**Text provided**
Brassica earns its place to fatten lamb
28 August 2024
Key points:
- Being part of the PDS allowed the Tim and David Pyle to see industry best practice and introduced them to new concepts and practices.
- Soil preparation and adequate summer rainfall are the most critical factors to ensuring the forage crops succeed.
- They are so convinced of the value of summer forages for their enterprise, the Pyles now regularly set aside some of their better paddocks for them.
Brothers Tim and David Pyle put forage crops through their paces as a feed option in their mixed farming enterprise on the south coast of WA.
In 2020, they took part in an MLA-supported project to explore the value of alternate summer forage crops for liveweight gain in their lambs.
The region has warm, dry summers and autumns. Prior to the project, the Pyles were supplementing their lambs in the first four to five months with dry feed.
The Pyles opted for the brassica Pallaton Raphno®, a kale–radish hybrid, to compare with their existing canola stubble and ryegrass pasture.
Dry matter cuts prior to grazing showed the Raphno® had more biomass available (3.83t/ha compared to 3.01 t/ha for ryegrass).
Nutrient value analysis revealed the Raphno® to be of much higher feed quality:
- crude protein – as % of dry matter (DM) – was more than double at 16.4 compared to 7.9 for ryegrass
- digestibility (% of DM) was 88.3 compared to 51.2
- metabolisable energy (MJ/kg of DM) was 13.6 compared to 7.2 for ryegrass.
Stocking rates
The Pyles grazed 30ha of ryegrass with 360 lambs at a stocking rate of 12/ha, while 45ha of RaphnoR was grazed with 1,400 lambs at a rate of 31.11/ha.
Taking the different stocking rates into account, the RaphnoR® produced excellent results.
The lambs grazed on the Raphno® gained an extra 62.5g/head/day – 171.88g compared to 109.38g for the lambs on ryegrass. This equated to an average weight gain of 5.35kg/ha/day for the Raphno®, compared to 1.31kg/ha/day for ryegrass.
In the second year, the alternate forage was compared to canola stubble (with germinated clover) with 59ha of Raphno® grazed with 1,580 lambs and 30ha of canola stubble grazed with 670 lambs.
Conditions were vastly different to the first year, with the crop receiving very little rain. Despite this, at the end of the grazing period in the second year, there was still significant biomass in the paddock.
Tim said soil preparation and adequate summer rainfall are the most critical factors to ensuring the forage crops succeed. He also said it was important to have appropriate inputs ready when they were needed.
“It’s not having weeds which will compete with the plants as they germinate,” Tim said. “It’s having the nitrogen ready when you’re about to get rain, and it’s being prepared to spray for diamondback moth as soon as you see it.”
As a result of their participation in the trial, Tim said they will now always plant summer crops.
Over the past two years they have changed from Raphno® to Hyola 970CL to reduce costs.
Because they are so convinced of the value of summer forages for their enterprise, the Pyles now regularly set aside some of their better paddocks for them.
“It allows us to reduce our reliance on grain to finish our lambs,” Tim said.
“We still have our grain-fed operation but if the crops go well, we don’t need to spend anywhere near as much money on the lambs to finish them. It’s an extremely cheap way of fattening lambs.”

**Exercise tasks**
- A) Name each nutrient measure on which the article on brassica forage compares Raphno® with ryegrass, giving both values for each.
- B) Summarize the article on brassica forage in two sentences.
- C) Reproduce the stretch of the article on brassica forage from "Dry matter cuts" through "rate of 31.11/ha.", swapping "ryegrass" for "pasture" wherever it occurs.

[Stored data]

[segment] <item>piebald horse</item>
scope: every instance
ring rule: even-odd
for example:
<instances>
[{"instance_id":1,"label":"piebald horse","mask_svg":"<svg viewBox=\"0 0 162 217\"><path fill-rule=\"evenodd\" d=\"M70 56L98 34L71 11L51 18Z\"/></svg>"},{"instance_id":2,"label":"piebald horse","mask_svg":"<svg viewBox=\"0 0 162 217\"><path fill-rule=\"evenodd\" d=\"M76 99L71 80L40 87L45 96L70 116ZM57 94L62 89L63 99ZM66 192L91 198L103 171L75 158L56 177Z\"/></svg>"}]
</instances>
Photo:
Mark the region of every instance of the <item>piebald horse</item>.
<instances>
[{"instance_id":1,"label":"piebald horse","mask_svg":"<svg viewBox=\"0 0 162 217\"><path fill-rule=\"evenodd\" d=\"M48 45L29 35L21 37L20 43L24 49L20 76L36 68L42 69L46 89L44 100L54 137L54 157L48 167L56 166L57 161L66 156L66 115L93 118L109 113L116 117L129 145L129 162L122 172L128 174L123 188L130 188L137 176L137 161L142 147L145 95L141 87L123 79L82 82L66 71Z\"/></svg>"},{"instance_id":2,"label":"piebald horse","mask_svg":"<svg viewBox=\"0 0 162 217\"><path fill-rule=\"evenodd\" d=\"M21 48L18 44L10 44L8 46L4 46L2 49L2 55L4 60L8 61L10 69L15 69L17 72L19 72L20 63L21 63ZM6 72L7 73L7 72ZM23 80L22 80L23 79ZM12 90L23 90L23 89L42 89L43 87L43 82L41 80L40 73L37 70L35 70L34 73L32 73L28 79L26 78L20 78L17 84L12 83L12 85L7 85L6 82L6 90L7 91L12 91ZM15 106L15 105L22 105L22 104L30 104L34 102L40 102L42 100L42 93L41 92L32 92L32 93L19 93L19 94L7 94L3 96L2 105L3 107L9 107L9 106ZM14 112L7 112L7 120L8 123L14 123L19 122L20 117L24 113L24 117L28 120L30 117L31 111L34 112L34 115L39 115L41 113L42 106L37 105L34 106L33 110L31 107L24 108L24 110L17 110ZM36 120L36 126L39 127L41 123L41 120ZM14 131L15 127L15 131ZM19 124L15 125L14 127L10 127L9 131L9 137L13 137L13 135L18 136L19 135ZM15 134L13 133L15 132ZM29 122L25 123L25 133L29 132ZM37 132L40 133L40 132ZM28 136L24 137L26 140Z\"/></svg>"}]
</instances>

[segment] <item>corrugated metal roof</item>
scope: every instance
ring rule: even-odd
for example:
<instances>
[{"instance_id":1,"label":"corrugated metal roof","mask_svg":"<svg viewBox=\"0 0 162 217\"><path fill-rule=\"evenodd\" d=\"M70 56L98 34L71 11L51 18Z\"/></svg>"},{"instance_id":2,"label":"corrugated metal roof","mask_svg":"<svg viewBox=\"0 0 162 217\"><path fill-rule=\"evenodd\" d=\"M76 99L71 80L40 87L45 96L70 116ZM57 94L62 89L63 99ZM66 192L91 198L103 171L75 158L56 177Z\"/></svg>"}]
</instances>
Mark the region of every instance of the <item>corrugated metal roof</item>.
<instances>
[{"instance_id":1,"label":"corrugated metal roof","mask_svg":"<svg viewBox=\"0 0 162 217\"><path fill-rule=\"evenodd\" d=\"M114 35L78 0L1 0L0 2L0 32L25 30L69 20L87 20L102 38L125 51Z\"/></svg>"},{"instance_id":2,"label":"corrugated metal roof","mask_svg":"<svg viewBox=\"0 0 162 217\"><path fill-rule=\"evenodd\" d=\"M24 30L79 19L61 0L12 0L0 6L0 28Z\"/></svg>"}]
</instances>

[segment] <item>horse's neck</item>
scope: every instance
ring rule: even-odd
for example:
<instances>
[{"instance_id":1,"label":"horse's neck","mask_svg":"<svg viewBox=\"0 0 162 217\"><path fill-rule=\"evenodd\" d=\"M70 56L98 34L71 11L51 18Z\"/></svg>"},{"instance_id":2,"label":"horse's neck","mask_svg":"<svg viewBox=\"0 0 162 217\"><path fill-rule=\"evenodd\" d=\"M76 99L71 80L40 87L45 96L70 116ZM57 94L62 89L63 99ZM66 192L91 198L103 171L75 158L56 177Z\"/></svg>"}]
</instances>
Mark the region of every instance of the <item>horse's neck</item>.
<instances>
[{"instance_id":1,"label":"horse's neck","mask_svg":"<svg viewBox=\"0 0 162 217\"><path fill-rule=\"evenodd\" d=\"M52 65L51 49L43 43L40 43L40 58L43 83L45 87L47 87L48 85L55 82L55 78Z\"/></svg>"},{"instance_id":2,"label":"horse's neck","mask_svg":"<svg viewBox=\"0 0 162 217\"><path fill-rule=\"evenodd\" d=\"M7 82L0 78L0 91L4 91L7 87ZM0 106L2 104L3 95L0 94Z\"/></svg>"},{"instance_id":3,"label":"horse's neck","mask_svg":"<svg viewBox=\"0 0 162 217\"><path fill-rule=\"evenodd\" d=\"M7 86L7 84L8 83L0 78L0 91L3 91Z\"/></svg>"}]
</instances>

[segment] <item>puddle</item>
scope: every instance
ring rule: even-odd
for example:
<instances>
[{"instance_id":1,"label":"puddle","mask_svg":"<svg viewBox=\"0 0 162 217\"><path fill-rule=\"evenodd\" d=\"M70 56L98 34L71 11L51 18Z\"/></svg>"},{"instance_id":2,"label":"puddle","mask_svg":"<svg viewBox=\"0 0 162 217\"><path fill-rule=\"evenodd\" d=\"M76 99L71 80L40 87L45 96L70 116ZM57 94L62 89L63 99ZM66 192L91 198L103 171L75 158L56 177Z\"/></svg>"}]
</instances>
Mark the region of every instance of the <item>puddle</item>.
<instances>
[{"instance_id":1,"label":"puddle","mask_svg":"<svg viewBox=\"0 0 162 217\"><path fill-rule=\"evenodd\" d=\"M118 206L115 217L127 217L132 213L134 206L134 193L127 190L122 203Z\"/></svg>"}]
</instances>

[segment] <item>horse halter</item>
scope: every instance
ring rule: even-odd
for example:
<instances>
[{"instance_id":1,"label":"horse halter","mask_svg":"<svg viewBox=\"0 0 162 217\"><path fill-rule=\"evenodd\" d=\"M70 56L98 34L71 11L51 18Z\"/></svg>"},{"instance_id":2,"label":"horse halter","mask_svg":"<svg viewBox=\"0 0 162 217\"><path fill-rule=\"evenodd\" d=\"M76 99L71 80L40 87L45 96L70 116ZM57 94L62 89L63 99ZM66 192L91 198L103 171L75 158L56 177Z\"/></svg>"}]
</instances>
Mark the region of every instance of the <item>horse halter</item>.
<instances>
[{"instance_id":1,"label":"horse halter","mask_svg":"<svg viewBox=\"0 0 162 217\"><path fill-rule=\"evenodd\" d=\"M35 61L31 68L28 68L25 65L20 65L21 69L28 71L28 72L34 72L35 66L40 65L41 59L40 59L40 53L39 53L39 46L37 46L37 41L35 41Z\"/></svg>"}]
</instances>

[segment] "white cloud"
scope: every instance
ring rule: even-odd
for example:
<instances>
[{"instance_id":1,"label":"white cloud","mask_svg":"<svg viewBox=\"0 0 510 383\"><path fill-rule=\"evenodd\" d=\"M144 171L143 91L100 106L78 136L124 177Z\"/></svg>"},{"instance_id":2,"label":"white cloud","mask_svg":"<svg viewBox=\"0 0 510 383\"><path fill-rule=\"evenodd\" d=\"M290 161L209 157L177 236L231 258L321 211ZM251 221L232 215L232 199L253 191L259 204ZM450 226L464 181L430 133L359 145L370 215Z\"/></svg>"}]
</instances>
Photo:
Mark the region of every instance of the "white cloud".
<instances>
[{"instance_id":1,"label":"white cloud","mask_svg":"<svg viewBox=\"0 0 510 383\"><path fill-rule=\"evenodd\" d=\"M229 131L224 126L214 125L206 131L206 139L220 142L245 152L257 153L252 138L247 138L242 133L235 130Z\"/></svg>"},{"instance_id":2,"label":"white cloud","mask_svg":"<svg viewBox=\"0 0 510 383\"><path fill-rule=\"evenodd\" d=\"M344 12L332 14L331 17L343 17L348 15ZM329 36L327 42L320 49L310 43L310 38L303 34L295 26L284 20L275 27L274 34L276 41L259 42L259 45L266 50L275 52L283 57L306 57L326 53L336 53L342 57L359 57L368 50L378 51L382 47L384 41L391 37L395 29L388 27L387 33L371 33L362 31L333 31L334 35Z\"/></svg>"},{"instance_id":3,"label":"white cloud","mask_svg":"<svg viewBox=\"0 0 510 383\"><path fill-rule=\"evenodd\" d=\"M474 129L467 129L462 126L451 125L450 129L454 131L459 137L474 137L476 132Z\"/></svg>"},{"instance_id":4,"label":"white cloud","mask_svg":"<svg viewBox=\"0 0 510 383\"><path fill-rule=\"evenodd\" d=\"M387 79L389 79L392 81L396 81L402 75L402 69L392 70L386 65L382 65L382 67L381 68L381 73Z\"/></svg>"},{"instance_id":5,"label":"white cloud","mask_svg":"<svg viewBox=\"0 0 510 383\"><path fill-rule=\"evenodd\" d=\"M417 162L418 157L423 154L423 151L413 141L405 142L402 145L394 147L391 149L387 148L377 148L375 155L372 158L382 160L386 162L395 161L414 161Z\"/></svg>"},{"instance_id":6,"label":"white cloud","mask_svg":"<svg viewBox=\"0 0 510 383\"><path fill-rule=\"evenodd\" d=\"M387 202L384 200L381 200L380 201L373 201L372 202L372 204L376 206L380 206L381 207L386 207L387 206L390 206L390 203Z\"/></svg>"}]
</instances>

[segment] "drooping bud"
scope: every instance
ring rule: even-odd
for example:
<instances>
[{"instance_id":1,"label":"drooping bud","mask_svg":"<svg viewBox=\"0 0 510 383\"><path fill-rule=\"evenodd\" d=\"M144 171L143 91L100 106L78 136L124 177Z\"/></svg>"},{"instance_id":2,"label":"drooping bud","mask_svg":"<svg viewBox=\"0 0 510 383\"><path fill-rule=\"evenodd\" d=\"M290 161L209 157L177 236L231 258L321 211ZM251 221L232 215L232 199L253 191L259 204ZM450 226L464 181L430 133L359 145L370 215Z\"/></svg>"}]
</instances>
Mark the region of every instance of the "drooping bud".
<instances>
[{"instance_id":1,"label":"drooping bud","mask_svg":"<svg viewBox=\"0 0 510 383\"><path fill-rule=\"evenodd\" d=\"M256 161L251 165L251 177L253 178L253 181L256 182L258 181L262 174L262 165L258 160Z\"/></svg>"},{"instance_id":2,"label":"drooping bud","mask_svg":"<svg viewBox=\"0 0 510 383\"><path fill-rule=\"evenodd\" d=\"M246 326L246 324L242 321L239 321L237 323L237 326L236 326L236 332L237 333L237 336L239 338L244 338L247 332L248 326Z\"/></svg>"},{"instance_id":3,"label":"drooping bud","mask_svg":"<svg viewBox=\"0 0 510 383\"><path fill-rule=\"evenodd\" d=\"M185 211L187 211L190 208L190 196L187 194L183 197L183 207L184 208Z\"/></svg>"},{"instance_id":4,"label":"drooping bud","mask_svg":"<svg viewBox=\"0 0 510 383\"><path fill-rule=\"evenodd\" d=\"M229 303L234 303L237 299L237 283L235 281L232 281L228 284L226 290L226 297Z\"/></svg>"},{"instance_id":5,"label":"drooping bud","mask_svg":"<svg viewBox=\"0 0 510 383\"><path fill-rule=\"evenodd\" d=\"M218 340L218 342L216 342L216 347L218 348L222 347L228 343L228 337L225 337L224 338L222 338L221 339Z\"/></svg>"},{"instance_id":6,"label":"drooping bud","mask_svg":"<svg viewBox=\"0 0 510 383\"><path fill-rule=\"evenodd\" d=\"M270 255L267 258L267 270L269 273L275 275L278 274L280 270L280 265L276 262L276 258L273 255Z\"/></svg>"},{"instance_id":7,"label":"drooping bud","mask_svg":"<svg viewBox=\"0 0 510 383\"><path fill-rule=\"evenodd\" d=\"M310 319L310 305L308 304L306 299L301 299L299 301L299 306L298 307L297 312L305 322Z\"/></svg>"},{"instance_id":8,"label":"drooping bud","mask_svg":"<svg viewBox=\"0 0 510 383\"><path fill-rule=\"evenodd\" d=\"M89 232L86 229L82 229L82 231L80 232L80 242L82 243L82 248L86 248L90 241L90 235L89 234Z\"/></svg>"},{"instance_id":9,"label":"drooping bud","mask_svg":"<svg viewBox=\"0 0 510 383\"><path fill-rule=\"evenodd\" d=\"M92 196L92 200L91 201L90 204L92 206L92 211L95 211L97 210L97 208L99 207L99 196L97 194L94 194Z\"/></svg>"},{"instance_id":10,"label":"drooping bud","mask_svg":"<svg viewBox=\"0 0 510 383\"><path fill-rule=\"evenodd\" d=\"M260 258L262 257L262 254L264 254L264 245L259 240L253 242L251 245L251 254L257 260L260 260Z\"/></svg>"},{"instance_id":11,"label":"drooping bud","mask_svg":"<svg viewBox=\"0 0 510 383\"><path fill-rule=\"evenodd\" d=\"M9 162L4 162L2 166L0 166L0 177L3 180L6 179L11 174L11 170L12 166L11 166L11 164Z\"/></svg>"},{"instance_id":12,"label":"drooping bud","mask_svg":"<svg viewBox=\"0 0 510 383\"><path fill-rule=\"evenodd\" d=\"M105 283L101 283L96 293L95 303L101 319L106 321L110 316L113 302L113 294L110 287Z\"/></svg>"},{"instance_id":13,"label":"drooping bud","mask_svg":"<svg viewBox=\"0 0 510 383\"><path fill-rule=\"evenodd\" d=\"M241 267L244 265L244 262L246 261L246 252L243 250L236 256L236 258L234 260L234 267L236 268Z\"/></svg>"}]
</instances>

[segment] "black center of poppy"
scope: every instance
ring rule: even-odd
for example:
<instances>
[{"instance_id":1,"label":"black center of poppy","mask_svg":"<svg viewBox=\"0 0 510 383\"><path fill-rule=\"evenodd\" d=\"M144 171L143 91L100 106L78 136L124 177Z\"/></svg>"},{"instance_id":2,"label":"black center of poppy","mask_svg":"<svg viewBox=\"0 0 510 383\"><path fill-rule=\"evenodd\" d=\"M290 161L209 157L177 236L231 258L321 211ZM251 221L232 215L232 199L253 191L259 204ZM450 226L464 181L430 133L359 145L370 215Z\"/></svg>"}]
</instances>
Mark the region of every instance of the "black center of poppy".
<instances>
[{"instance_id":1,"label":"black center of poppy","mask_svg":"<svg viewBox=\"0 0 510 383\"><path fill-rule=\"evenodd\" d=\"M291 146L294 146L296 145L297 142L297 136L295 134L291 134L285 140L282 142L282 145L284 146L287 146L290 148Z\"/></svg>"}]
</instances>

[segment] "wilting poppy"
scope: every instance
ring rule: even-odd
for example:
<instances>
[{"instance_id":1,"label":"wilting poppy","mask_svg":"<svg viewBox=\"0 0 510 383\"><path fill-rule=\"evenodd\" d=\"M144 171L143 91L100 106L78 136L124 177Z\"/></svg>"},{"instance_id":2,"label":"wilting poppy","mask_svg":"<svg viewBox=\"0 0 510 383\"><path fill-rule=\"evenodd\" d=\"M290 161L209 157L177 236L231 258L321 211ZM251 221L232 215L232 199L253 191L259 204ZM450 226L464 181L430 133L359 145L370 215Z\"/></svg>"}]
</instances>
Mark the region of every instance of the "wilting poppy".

**Answers for the exercise**
- A)
- Crude protein (% of DM): 16.4 for Raphno® and 7.9 for ryegrass
- Digestibility (% of DM): 88.3 for Raphno® and 51.2 for ryegrass
- Metabolisable energy (MJ/kg of DM): 13.6 for Raphno® and 7.2 for ryegrass

- B) In 2020, brothers Tim and David Pyle, who run a mixed farming enterprise on the south coast of WA, took part in an MLA-supported project comparing the brassica Pallaton Raphno® with ryegrass pasture and canola stubble as summer feed for lambs. The Raphno® had more biomass, much higher feed quality and greater lamb weight gain, so the Pyles now regularly set aside some of their better paddocks for summer forages, having changed to Hyola 970CL to reduce costs.

- C)
Dry matter cuts prior to grazing showed the Raphno® had more biomass available (3.83t/ha compared to 3.01 t/ha for pasture).
Nutrient value analysis revealed the Raphno® to be of much higher feed quality:
- crude protein – as % of dry matter (DM) – was more than double at 16.4 compared to 7.9 for pasture
- digestibility (% of DM) was 88.3 compared to 51.2
- metabolisable energy (MJ/kg of DM) was 13.6 compared to 7.2 for pasture.
Stocking rates
The Pyles grazed 30ha of pasture with 360 lambs at a stocking rate of 12/ha, while 45ha of RaphnoR was grazed with 1,400 lambs at a rate of 31.11/ha.